▶ [Source material]
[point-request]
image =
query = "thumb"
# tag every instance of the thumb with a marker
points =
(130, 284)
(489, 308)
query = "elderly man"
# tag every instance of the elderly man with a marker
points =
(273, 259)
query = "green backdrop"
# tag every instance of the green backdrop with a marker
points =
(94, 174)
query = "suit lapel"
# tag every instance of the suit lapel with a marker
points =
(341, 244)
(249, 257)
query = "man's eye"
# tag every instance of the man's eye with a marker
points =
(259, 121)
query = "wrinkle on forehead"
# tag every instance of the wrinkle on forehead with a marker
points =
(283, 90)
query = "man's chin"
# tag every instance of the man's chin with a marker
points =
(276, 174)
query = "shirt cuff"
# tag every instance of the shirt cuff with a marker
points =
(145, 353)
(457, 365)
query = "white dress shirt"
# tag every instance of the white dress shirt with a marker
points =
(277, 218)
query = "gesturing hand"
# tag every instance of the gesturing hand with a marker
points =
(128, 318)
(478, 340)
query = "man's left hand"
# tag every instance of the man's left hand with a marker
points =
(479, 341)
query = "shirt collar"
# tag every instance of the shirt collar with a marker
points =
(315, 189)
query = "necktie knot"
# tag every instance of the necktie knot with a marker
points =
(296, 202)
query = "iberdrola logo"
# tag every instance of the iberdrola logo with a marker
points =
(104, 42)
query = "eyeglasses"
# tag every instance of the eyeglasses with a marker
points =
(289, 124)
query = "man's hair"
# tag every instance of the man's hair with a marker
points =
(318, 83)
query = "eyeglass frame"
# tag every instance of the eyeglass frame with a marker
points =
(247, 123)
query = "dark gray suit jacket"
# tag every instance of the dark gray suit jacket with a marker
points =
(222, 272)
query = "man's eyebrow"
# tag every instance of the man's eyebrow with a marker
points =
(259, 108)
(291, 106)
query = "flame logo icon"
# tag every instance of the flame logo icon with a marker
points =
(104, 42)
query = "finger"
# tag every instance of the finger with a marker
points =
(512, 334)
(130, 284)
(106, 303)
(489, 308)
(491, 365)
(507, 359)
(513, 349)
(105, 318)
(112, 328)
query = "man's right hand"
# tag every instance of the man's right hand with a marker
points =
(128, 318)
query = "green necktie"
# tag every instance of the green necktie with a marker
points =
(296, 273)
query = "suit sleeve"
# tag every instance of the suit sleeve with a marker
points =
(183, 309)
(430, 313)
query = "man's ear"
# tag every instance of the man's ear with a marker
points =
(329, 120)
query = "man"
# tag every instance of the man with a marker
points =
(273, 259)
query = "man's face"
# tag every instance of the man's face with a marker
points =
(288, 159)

▶ [Work required] Copy the data. Make sure every line matches exactly.

▶ [Result below]
[point-request]
image =
query = "thumb"
# tag every instance of the thumb with a marker
points =
(130, 284)
(489, 308)
query = "elderly man"
# tag every instance of the elderly man with a marker
points =
(273, 259)
query = "green backdrop"
# tag every instance of the green backdrop with a marker
points =
(94, 174)
query = "suit lapel"
# tag every instance of the suit lapel with a marker
points =
(341, 244)
(249, 257)
query = "man's eye"
# tag every instance of the man's eye with a marker
points =
(259, 121)
query = "wrinkle on forehead"
# tag every instance of the wrinkle on forehead with a marker
points =
(283, 90)
query = "man's chin"
# tag every instance of the man's chin with a marker
points =
(276, 174)
query = "shirt cuff"
# tag every instance of the shirt cuff with a marker
points =
(145, 353)
(457, 365)
query = "white dress shirt"
# tag every instance of the white dress shirt with a marker
points =
(277, 218)
query = "gesturing hand"
# tag every instance of the gesturing hand with a marker
points =
(128, 318)
(478, 340)
query = "man's left hand"
# tag every instance of the man's left hand with a marker
points =
(479, 341)
query = "shirt collar"
# tag every instance of the shirt collar with a marker
points =
(315, 189)
query = "necktie knot"
# tag every instance of the necktie knot with a marker
points =
(296, 202)
query = "iberdrola logo"
# tag every instance of the iberdrola logo with a marker
points =
(104, 42)
query = "eyeglasses"
# tag every instance of the eyeglasses with a marker
points =
(289, 124)
query = "man's hair"
# tag every instance of the man's hair with a marker
points =
(318, 83)
query = "eyeglass frame"
# tag every instance of the eyeglass frame with a marker
points =
(247, 123)
query = "dark gray suit jacket"
# tag every instance of the dark gray suit jacket with a marker
points =
(222, 272)
query = "man's eyebrow"
# tag every instance of the man's eyebrow with a marker
points =
(259, 108)
(291, 106)
query = "flame logo icon"
# tag every instance of the flame logo icon with a marker
points =
(104, 42)
query = "finger"
# tag every instance of the finger with a marker
points =
(512, 334)
(130, 284)
(106, 303)
(489, 308)
(491, 365)
(507, 359)
(513, 349)
(105, 318)
(112, 328)
query = "man's right hand"
# tag every instance of the man's right hand with a marker
points =
(128, 318)
query = "green necktie"
# tag every instance of the green necktie with a marker
points =
(296, 273)
query = "suit sleeve"
# tag every instance of the suit sleeve with a marker
points =
(183, 309)
(430, 313)
query = "man's ear"
# tag every instance of the man's ear with a marker
points =
(329, 120)
query = "man"
# tag every instance of the man with a marker
points =
(273, 259)
query = "man's face"
# tag every instance of the man's face with a marker
points =
(288, 159)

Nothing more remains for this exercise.